+++ GIVEN DATA

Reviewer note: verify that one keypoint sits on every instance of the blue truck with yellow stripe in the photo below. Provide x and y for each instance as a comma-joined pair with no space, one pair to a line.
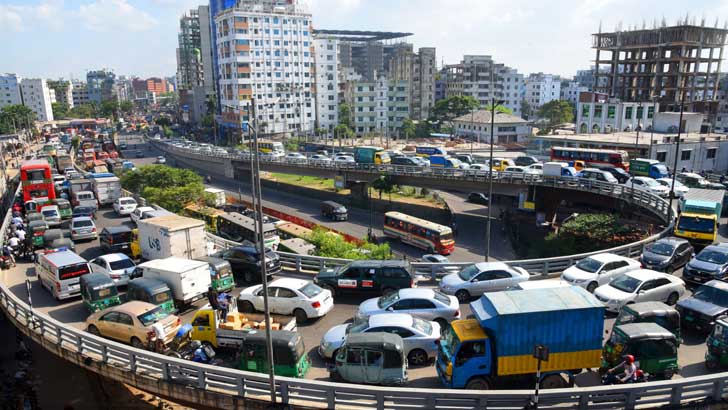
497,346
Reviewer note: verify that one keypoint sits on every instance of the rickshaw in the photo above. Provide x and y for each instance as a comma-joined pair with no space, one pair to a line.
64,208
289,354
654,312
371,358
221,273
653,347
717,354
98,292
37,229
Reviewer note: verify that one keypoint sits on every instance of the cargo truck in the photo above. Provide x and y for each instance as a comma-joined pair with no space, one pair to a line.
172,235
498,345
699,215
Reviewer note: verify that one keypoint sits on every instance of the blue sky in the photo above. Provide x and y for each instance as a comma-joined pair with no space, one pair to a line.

++++++
+++ GIVEN DATA

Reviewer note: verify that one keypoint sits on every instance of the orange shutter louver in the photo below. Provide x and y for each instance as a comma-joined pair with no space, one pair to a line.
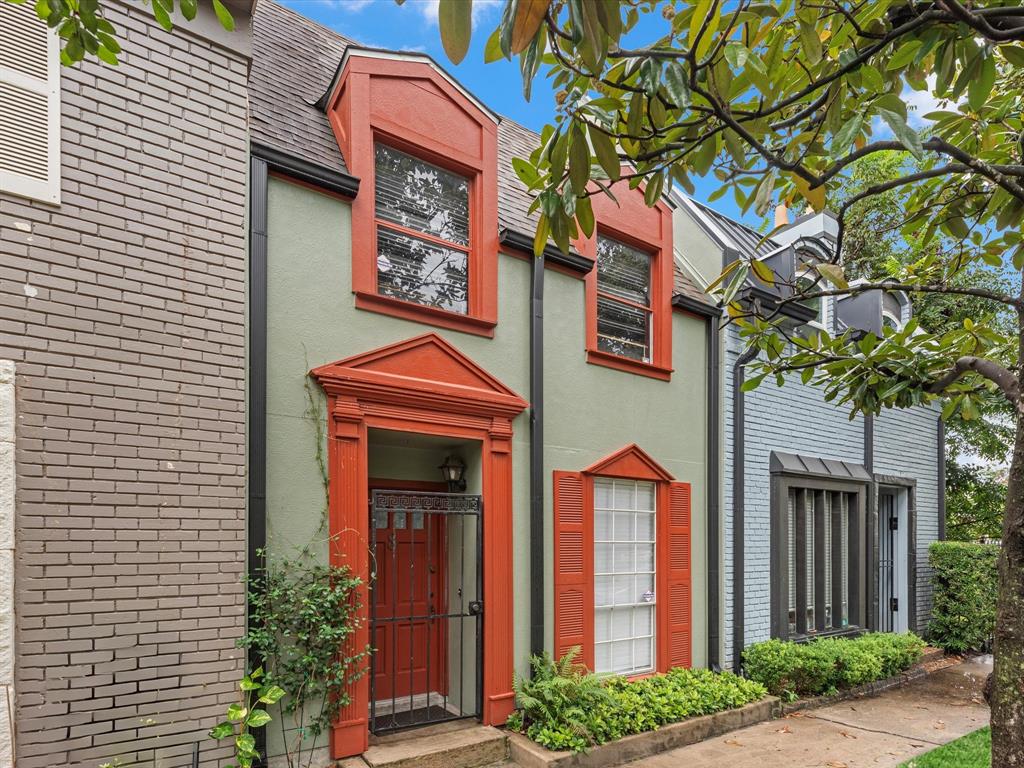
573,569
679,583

++++++

TO BE DONE:
Rewrite the material starting with the line that contains "of the cargo" and going on through the line that contains "the blue sky", keeping every line and shifting each answer coordinate pair by adding 77 to both its x and y values. Reproduce only those lines and leave all other wording unchanged.

TASK OUTPUT:
Reviewer note: verify that one keypoint sits on every instance of the cargo truck in the photo above. Provide x and y for each instance as a comma-joined pair with no space, one pair to a line.
249,312
575,422
776,292
Reviewer note: verify that one keypoint sits on every instance of the blue sky in the photo above. Provide x and y for each instance as a comma-joined pair with no space, one pair to a line.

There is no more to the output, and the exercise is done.